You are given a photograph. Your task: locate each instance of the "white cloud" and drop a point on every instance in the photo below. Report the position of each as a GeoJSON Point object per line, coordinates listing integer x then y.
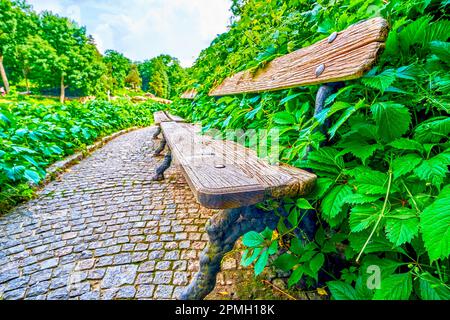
{"type": "Point", "coordinates": [142, 29]}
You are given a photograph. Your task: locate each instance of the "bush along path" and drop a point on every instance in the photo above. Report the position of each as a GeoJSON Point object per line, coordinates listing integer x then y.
{"type": "Point", "coordinates": [33, 135]}
{"type": "Point", "coordinates": [103, 230]}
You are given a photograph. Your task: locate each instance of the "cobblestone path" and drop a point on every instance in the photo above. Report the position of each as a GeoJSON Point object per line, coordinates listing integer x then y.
{"type": "Point", "coordinates": [103, 230]}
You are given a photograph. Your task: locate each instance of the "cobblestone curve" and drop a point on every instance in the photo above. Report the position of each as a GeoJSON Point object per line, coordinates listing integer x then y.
{"type": "Point", "coordinates": [103, 230]}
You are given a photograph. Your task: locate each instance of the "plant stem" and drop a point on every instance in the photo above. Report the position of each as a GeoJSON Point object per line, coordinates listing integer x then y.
{"type": "Point", "coordinates": [411, 196]}
{"type": "Point", "coordinates": [386, 200]}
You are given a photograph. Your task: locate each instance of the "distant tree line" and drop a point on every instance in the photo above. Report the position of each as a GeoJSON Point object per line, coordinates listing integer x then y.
{"type": "Point", "coordinates": [42, 51]}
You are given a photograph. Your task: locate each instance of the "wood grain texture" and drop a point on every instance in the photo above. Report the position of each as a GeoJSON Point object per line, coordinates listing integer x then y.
{"type": "Point", "coordinates": [225, 175]}
{"type": "Point", "coordinates": [190, 94]}
{"type": "Point", "coordinates": [348, 57]}
{"type": "Point", "coordinates": [160, 117]}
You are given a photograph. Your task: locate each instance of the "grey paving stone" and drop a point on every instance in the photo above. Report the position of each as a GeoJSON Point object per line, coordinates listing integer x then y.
{"type": "Point", "coordinates": [104, 231]}
{"type": "Point", "coordinates": [119, 276]}
{"type": "Point", "coordinates": [127, 292]}
{"type": "Point", "coordinates": [163, 292]}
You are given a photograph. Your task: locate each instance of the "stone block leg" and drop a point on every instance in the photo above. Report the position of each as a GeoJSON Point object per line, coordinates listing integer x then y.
{"type": "Point", "coordinates": [161, 147]}
{"type": "Point", "coordinates": [159, 174]}
{"type": "Point", "coordinates": [224, 229]}
{"type": "Point", "coordinates": [157, 132]}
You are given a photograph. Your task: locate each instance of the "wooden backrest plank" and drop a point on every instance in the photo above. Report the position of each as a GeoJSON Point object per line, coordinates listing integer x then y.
{"type": "Point", "coordinates": [244, 180]}
{"type": "Point", "coordinates": [160, 117]}
{"type": "Point", "coordinates": [349, 56]}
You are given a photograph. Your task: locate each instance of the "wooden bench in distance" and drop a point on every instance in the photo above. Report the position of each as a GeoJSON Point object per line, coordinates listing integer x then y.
{"type": "Point", "coordinates": [238, 184]}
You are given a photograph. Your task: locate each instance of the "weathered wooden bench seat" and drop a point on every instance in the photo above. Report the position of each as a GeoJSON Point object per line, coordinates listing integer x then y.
{"type": "Point", "coordinates": [228, 176]}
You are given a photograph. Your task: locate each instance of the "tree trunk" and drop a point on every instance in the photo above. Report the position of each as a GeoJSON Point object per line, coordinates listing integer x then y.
{"type": "Point", "coordinates": [62, 96]}
{"type": "Point", "coordinates": [4, 77]}
{"type": "Point", "coordinates": [25, 75]}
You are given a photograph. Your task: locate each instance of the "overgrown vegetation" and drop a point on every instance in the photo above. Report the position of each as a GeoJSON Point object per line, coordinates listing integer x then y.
{"type": "Point", "coordinates": [35, 135]}
{"type": "Point", "coordinates": [382, 198]}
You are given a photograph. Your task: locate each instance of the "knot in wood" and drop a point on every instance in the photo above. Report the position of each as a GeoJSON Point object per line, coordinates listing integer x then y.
{"type": "Point", "coordinates": [320, 69]}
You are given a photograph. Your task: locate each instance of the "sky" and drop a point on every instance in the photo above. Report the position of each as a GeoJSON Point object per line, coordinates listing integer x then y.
{"type": "Point", "coordinates": [143, 29]}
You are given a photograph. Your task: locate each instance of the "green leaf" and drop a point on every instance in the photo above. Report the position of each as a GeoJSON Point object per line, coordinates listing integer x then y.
{"type": "Point", "coordinates": [360, 199]}
{"type": "Point", "coordinates": [286, 262]}
{"type": "Point", "coordinates": [295, 277]}
{"type": "Point", "coordinates": [371, 182]}
{"type": "Point", "coordinates": [364, 216]}
{"type": "Point", "coordinates": [342, 291]}
{"type": "Point", "coordinates": [400, 231]}
{"type": "Point", "coordinates": [393, 120]}
{"type": "Point", "coordinates": [249, 259]}
{"type": "Point", "coordinates": [434, 170]}
{"type": "Point", "coordinates": [381, 81]}
{"type": "Point", "coordinates": [284, 118]}
{"type": "Point", "coordinates": [316, 263]}
{"type": "Point", "coordinates": [433, 289]}
{"type": "Point", "coordinates": [333, 202]}
{"type": "Point", "coordinates": [433, 130]}
{"type": "Point", "coordinates": [33, 176]}
{"type": "Point", "coordinates": [262, 262]}
{"type": "Point", "coordinates": [405, 164]}
{"type": "Point", "coordinates": [395, 287]}
{"type": "Point", "coordinates": [304, 204]}
{"type": "Point", "coordinates": [442, 50]}
{"type": "Point", "coordinates": [253, 239]}
{"type": "Point", "coordinates": [435, 226]}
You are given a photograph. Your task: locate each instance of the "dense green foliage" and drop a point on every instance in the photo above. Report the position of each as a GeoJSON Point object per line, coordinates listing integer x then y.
{"type": "Point", "coordinates": [34, 135]}
{"type": "Point", "coordinates": [383, 196]}
{"type": "Point", "coordinates": [163, 76]}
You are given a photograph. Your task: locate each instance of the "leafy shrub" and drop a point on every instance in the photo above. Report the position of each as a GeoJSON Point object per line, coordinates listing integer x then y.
{"type": "Point", "coordinates": [382, 198]}
{"type": "Point", "coordinates": [34, 135]}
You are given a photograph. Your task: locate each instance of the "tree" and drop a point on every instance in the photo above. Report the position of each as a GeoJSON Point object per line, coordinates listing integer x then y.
{"type": "Point", "coordinates": [159, 80]}
{"type": "Point", "coordinates": [118, 67]}
{"type": "Point", "coordinates": [163, 75]}
{"type": "Point", "coordinates": [35, 57]}
{"type": "Point", "coordinates": [8, 28]}
{"type": "Point", "coordinates": [133, 78]}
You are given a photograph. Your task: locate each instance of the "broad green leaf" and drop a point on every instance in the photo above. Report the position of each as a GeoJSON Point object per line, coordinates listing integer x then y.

============================================================

**EXERCISE:** Could you retype every record above exactly, leaving the pictures out?

**WRITTEN ANSWER:**
You are given a photograph. Your task: locate each instance of the "white cloud" and drop a point on every instance in the photo below. Report the position of each as a GeoJSON Point object per line, coordinates listing integer x then y.
{"type": "Point", "coordinates": [142, 29]}
You are given a photograph. Your task: locate each instance of the "bush along path" and drop a point on every instance in the photo above. Report the position of each as a GeoJSON Point object per line, coordinates listing integer x then y.
{"type": "Point", "coordinates": [33, 135]}
{"type": "Point", "coordinates": [103, 230]}
You are given a photograph. Your task: locate each instance of the "cobblestone path" and drop a point on every instance in the photo above. Report the position of each as a GeoJSON Point object per line, coordinates listing integer x then y.
{"type": "Point", "coordinates": [103, 230]}
You are given a photograph. Your task: locate each instance of the "cobblestone curve" and drop a point on every instance in the photo above. Report the position of each as a GeoJSON Point object per line, coordinates listing integer x then y.
{"type": "Point", "coordinates": [103, 230]}
You are given a photograph. Your task: locate each instance of the "plant stem" and drop a point on every instance in the photo above. Report the position of each as a GeoJSON Point object per line, coordinates listing integer x then y.
{"type": "Point", "coordinates": [411, 196]}
{"type": "Point", "coordinates": [386, 200]}
You are given a photograph. Your task: locate each instance of the "distant tree line" and drop a point on every instance in the photo above. Report the position of each as a GeoJSON Point object per line, coordinates listing integer x then y.
{"type": "Point", "coordinates": [42, 51]}
You are given a photograph. Your task: locate each instance of the "wood grain texture" and drop a point on every instance in the photo above. Report the position of each as a GeoJSON Point object per line, coordinates listing integer x then y.
{"type": "Point", "coordinates": [225, 175]}
{"type": "Point", "coordinates": [190, 94]}
{"type": "Point", "coordinates": [348, 57]}
{"type": "Point", "coordinates": [160, 117]}
You are given a photograph. Your task: locate each instance of the "grey paving stone" and drop a point on every instance in the photo above. Report the position of each as a GeoJSON Point object per line, coordinates listing integer x then y.
{"type": "Point", "coordinates": [104, 231]}
{"type": "Point", "coordinates": [119, 276]}
{"type": "Point", "coordinates": [127, 292]}
{"type": "Point", "coordinates": [163, 292]}
You are given a photograph. Your task: locate each instance of the "stone block leg" and drop a point on every instance in the photo above. Report the position of each as a GeoJSON Point object per line, coordinates listing integer x then y.
{"type": "Point", "coordinates": [161, 147]}
{"type": "Point", "coordinates": [159, 174]}
{"type": "Point", "coordinates": [224, 229]}
{"type": "Point", "coordinates": [157, 132]}
You are given a photograph. Your task: locate each instance of the "wooden backrest plank" and drop a point on every instance in the photo above. Report the position of each as a GeoJSON Point object per line, coordinates listing integer x then y.
{"type": "Point", "coordinates": [244, 180]}
{"type": "Point", "coordinates": [160, 117]}
{"type": "Point", "coordinates": [349, 56]}
You are given a photograph. Your task: locate each instance of the "wooden bench in distance" and drop a point on every instance in the photo above. Report the position of each as a GeoJSON Point object per line, coordinates listing integer x then y.
{"type": "Point", "coordinates": [238, 184]}
You are given a photograph. Your task: locate each instance of the "weathered wooden bench seat" and drop a point on every instance in the photo above. Report the position of each as a GeoJSON Point object per line, coordinates listing integer x then y.
{"type": "Point", "coordinates": [228, 176]}
You are given a photograph. Your task: locate each instance of the "tree trunk" and drop a point on every instance in the photo above. Report the position of each as a GeoJSON Point object per line, coordinates listing integer x then y.
{"type": "Point", "coordinates": [62, 96]}
{"type": "Point", "coordinates": [4, 77]}
{"type": "Point", "coordinates": [25, 75]}
You are given a photograph. Your task: locate each instance of the "overgrown vegetation" and drop a point on every instance in the photo above. Report the position of each as a GeoJSON Point object per line, coordinates listing integer x then y.
{"type": "Point", "coordinates": [35, 135]}
{"type": "Point", "coordinates": [382, 198]}
You are given a photograph. Your task: locate each instance of the "knot in wood" and drop a point on every instance in the photo above. Report the position of each as a GeoJSON Point object per line, coordinates listing integer x then y.
{"type": "Point", "coordinates": [320, 69]}
You are given a photograph. Your task: locate each instance of the "sky" and drop a point on every instance in the photo above. Report the position of each as a GeoJSON Point object per line, coordinates listing integer x then y.
{"type": "Point", "coordinates": [143, 29]}
You are given a photograph. Your task: locate each instance of the "green leaf" and drop a point on every instance in the photo above. Report the position of each as a GeoJSON Point object per line, coordinates listing integer x then y.
{"type": "Point", "coordinates": [360, 199]}
{"type": "Point", "coordinates": [286, 262]}
{"type": "Point", "coordinates": [295, 277]}
{"type": "Point", "coordinates": [371, 182]}
{"type": "Point", "coordinates": [364, 216]}
{"type": "Point", "coordinates": [342, 291]}
{"type": "Point", "coordinates": [400, 231]}
{"type": "Point", "coordinates": [393, 120]}
{"type": "Point", "coordinates": [249, 259]}
{"type": "Point", "coordinates": [434, 170]}
{"type": "Point", "coordinates": [381, 81]}
{"type": "Point", "coordinates": [284, 118]}
{"type": "Point", "coordinates": [316, 263]}
{"type": "Point", "coordinates": [433, 289]}
{"type": "Point", "coordinates": [333, 202]}
{"type": "Point", "coordinates": [433, 130]}
{"type": "Point", "coordinates": [33, 176]}
{"type": "Point", "coordinates": [262, 262]}
{"type": "Point", "coordinates": [405, 164]}
{"type": "Point", "coordinates": [395, 287]}
{"type": "Point", "coordinates": [304, 204]}
{"type": "Point", "coordinates": [442, 50]}
{"type": "Point", "coordinates": [253, 239]}
{"type": "Point", "coordinates": [435, 226]}
You are given a photograph. Your task: locate each instance of the "dense green foliage" and drop a point on every instance in the photo above. Report the position of each as a GeoJSON Point object per line, coordinates listing integer x then y.
{"type": "Point", "coordinates": [34, 135]}
{"type": "Point", "coordinates": [383, 196]}
{"type": "Point", "coordinates": [163, 76]}
You are given a photograph. Your task: locate each instance of the "leafy shrub" and drop a point on every instance in the photo above. Report the position of each as a GeoJSON Point object per line, coordinates listing integer x then y.
{"type": "Point", "coordinates": [382, 198]}
{"type": "Point", "coordinates": [34, 135]}
You are given a photograph. Your task: locate each instance of the "tree" and drop a point on every instance in the photo above. Report the position of each as a GeoJSON Point object per line, coordinates listing integer x then y.
{"type": "Point", "coordinates": [159, 80]}
{"type": "Point", "coordinates": [118, 67]}
{"type": "Point", "coordinates": [163, 75]}
{"type": "Point", "coordinates": [35, 57]}
{"type": "Point", "coordinates": [8, 28]}
{"type": "Point", "coordinates": [133, 78]}
You are given a photograph. Your task: locate each instance of the "broad green leaf" and drop a point on every instance in the photo above. Report the position of each as a GeoJSON Point object per line, coordinates listing integer x then y.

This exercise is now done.